Please say what engine Porsche's 919 Hybrid drive system is based on, according to the Le Mans hybrid report below.

**DOCUMENT SEGMENT**
## Begin

In front of nearly 300,000 spectators at the 82nd running of the Le Mans 24 Hours, Marcel Fässler/André Lotterer/Benoît Tréluyer (CH/D/F) and Lucas di Grassi/Marc Gené/Tom Kristensen (BR/E/DK) secured a one-two Audi victory in the LMP1 class with the R18 e-tron quattro diesel hybrids.

It marked the 13th Le Mans success for Audi in a tough race that was open for a long time. In the first hours, the Le Mans hybrid-drive prototypes of Audi (earlier post), Porsche (earlier post) and Toyota (earlier post) were battling it out on the Le Mans high-speed circuit. The decision in favor of Audi was only made in the penultimate hour.

Each team took a different approach to implementing a hybrid drive system to meet the new efficiency-oriented WEC rules.

  • The Audi Audi R18 e-tron quattro couples a V6 TDI mid-engine powering the rear wheels with an e-tron quattro hybrid system at the front axle, which uses an optimized flywheel energy storage system.

    For the first time, the engine’s turbocharger is linked to an electrical machine, which makes it possible to convert the thermal energy of the exhaust gas flow into electric energy—e.g., when the boost pressure limit has been reached. This energy also flows into the flywheel energy storage system. When the car accelerates, the stored energy can either flow back to the MGU at the front axle or to the innovative electric turbocharger, depending on the operating strategy.

  • The Toyota TS040 HYBRID features a four-wheel-drive hybrid boost system in addition to the 520 PS (513 hp, 383 kW) 3.7-liter V-8 gasoline engine. The TS040 HYBRID has a maximum power of 1000 PS (986 hp, 735 kW).

    Toyota Racing is using an Aisin AW motor-generator on the front axle added to complement the Denso unit on the rear. Under deceleration, the motor-generators apply braking force in combination with traditional mechanical brakes to harvest energy, which is transferred via inverter (Aisin AW at the front, Denso at the rear) to the Nisshinbo supercapacitor bank. During acceleration, the motor/generator reverses its function, acting as a motor to deliver a 480PS power boost.

  • Porsche’s 919 Hybrid drive system is based on a 2.0-liter V-4 gasoline engine that is compact and lightweight. The engine is a structural component of the chassis, and reaches a maximum engine speed of approximately 9,000 rpm. It features direct injection, a single turbocharger and thermodynamic recovery capabilities. The compact unit outputs around 500 hp (373 kW).

## End

**PROVIDED DATA**
## Begin

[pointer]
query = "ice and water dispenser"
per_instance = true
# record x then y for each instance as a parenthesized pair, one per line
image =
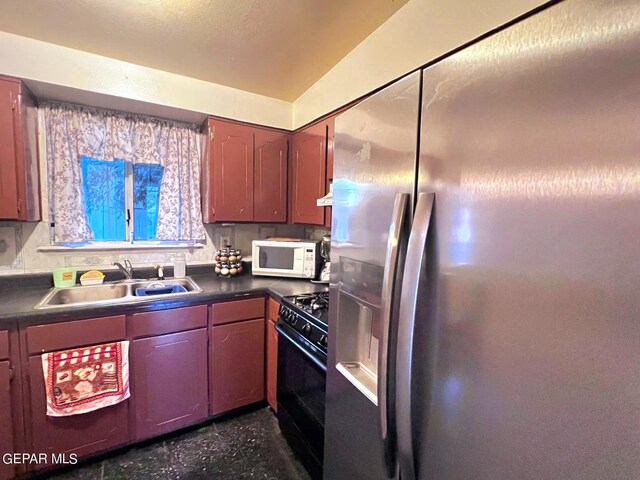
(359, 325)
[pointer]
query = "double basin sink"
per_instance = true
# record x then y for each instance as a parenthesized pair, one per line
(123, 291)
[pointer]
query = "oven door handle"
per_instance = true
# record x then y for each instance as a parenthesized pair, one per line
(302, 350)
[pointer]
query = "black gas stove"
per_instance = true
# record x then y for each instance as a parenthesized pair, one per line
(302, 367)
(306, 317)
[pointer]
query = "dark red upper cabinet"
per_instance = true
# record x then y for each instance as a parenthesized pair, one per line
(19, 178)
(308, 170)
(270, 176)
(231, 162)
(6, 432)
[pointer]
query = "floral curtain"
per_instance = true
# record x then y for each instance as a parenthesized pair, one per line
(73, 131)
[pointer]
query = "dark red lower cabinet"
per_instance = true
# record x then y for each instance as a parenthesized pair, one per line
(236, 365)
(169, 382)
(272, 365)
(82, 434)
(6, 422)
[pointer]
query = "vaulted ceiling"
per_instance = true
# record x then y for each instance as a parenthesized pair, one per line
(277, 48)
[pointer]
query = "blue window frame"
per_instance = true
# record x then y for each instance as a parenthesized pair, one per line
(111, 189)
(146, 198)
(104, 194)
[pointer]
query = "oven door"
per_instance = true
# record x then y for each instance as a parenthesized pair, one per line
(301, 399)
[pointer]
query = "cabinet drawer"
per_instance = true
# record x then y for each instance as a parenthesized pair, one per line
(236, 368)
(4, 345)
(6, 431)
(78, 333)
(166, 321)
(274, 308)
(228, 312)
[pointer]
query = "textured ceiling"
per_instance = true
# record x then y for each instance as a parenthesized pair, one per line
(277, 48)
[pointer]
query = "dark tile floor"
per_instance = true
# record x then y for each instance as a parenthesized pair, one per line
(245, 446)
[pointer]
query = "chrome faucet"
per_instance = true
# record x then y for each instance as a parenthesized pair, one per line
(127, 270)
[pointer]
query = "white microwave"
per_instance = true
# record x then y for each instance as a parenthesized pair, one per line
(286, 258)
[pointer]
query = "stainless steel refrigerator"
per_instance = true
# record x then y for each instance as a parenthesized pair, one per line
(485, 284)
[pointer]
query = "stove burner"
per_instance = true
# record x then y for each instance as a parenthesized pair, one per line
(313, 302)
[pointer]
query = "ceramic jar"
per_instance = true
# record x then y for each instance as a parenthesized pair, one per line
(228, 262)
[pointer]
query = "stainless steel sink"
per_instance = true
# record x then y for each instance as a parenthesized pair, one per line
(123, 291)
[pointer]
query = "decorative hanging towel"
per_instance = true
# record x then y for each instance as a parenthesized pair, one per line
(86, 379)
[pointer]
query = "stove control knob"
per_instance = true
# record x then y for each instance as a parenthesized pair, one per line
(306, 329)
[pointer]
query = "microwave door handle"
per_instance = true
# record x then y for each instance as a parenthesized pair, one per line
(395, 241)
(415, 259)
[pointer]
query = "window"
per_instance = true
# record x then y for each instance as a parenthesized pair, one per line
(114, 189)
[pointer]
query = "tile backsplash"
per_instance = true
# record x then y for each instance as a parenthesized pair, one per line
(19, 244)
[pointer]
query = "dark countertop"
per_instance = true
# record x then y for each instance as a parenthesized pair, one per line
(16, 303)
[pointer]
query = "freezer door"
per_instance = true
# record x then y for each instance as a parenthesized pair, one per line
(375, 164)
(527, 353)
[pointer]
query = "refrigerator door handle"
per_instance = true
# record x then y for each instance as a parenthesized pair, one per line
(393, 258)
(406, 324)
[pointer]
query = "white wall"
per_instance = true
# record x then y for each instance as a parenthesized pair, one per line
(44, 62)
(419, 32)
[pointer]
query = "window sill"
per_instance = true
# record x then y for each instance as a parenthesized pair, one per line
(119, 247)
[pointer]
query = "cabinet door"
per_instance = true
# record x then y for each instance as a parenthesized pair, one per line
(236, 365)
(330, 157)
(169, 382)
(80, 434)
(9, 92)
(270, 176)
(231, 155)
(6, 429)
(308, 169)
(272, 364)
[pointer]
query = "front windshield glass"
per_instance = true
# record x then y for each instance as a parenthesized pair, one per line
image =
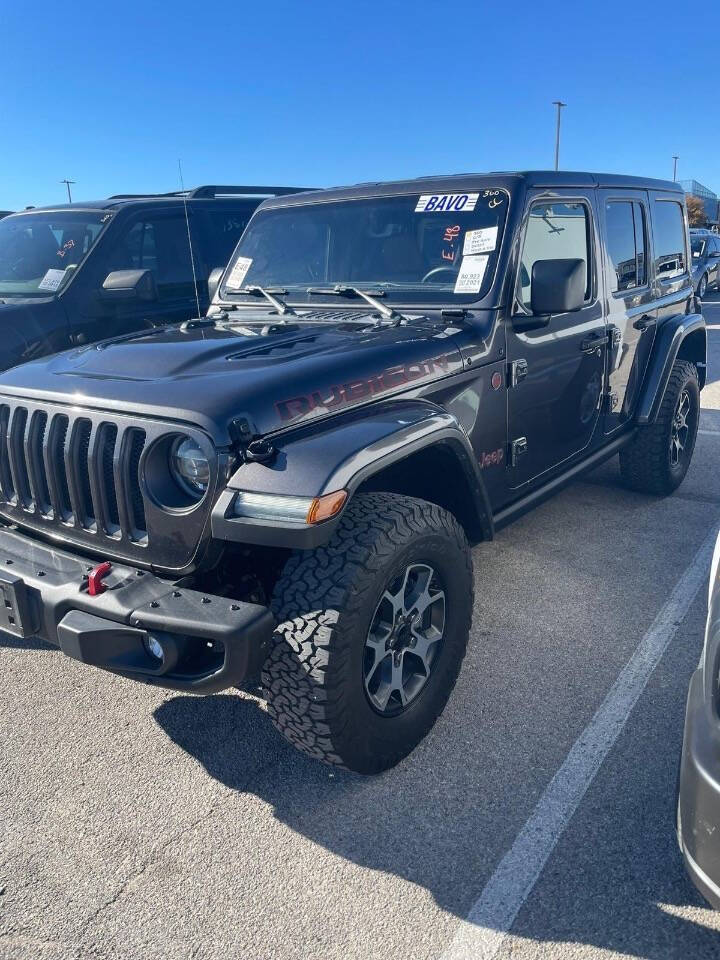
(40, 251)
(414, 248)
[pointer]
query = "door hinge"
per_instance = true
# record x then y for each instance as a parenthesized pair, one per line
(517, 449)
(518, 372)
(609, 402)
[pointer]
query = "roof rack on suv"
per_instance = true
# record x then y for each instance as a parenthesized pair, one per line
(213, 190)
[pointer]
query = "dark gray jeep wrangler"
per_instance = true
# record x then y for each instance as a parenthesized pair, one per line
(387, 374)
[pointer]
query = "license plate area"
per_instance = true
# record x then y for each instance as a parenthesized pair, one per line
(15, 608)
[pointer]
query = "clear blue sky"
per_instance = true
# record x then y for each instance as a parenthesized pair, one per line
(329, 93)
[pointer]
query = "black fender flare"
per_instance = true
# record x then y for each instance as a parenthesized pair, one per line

## End

**RESULT BELOW**
A compact, lightweight 2.0-liter V-4 gasoline engine.